_Work instructions_:
1 – In the Conkrete God profile, change "singer" to "vocalist" and give everything from "Feeling discouraged as" down to "found the one." with that swap made.
2 – Recast everything in the records from the line containing "Please tag the fishing rod" down through the final line of the records as a Markdown table with the columns Row and Line, one numbered row per line and blank lines left out.

_Source text_:

# # # # # # #

“We are the perfect band example of ‘don’t judge a book by its cover,’” declares Denitra Isler, lead vocalist of hard-hitting rock band Conkrete God. She is right because a photograph and simple description does not capture the punk and heavy rock inspired wall of energy and sound the band propels from the stage when live. This band is an interesting book. You should definitely crack it.
Conkrete God is a relatively new band, having formed in 2017, but it was a long, slow burn before the five-some caught fire together. Guitarists Terry Webb and Corey Stayton and bassist Norm Smith were all members of Atlanta band Nutbush, playing originals that took cues from bands like Rage Against The Machine and Nirvana. An inability to secure a permanent drummer and lead singer Soul’s need to attend to personal affairs on the West Coast fueled the band’s eventual demise.
Feeling discouraged as their band fell apart, the three guys wanted to keep playing but were not sure they could find others equally committed to their favorite music. Norm was about to sell his basses and equipment; Corey considered going back to playing in a blues outfit; it was Terry who urged them to stick it out. The three regularly jammed together while seeking a singer. Writing new songs was a struggle while they were still searching for a singer, and for a year and a half they looked until they found the one.

# # # # # # #

_Records to process_:
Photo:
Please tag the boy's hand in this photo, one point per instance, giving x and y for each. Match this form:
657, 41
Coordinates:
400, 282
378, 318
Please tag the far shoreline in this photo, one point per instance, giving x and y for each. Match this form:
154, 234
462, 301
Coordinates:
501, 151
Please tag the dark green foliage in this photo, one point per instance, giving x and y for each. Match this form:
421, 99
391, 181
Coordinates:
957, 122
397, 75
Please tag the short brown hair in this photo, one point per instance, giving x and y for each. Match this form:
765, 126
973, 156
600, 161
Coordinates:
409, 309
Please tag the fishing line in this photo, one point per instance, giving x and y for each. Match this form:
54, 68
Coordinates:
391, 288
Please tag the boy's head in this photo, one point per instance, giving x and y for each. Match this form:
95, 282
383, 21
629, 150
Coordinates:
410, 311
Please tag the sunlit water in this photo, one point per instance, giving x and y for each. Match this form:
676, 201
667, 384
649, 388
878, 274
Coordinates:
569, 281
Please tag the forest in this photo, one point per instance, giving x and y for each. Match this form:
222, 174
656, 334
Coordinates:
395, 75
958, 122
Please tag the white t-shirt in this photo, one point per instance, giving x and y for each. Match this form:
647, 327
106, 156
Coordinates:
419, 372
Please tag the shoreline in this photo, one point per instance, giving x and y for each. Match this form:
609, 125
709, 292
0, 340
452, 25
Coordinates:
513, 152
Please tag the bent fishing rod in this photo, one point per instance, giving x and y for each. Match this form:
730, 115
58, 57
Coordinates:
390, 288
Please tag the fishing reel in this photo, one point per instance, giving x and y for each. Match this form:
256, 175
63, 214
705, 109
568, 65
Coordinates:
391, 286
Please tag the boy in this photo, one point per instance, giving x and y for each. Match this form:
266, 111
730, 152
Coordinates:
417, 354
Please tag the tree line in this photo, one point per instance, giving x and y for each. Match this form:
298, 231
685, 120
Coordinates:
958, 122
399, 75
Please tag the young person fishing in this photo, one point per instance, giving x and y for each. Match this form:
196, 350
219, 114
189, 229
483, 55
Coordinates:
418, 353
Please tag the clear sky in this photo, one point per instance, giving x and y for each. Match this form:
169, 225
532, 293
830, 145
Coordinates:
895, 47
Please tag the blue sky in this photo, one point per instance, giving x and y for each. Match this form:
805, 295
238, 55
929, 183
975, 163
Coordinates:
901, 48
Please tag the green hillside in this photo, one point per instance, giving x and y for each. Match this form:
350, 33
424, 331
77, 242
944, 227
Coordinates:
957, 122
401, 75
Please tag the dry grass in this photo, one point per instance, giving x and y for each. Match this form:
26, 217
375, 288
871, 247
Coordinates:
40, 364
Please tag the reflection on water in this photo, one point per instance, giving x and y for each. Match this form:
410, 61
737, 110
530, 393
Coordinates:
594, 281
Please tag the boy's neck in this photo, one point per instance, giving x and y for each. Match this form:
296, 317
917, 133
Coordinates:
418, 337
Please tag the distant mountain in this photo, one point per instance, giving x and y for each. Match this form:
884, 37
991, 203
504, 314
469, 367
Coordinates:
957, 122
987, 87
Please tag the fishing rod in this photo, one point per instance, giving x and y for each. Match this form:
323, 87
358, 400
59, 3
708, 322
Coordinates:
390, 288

# # # # # # #

_Solutions to the tasks_:
1 –
Feeling discouraged as their band fell apart, the three guys wanted to keep playing but were not sure they could find others equally committed to their favorite music. Norm was about to sell his basses and equipment; Corey considered going back to playing in a blues outfit; it was Terry who urged them to stick it out. The three regularly jammed together while seeking a vocalist. Writing new songs was a struggle while they were still searching for a vocalist, and for a year and a half they looked until they found the one.

2 –
| Row | Line |
|---|---|
| 1 | Please tag the fishing rod in this photo, one point per instance, giving x and y for each. Match this form: |
| 2 | 323, 87 |
| 3 | 358, 400 |
| 4 | 59, 3 |
| 5 | 708, 322 |
| 6 | Coordinates: |
| 7 | 390, 288 |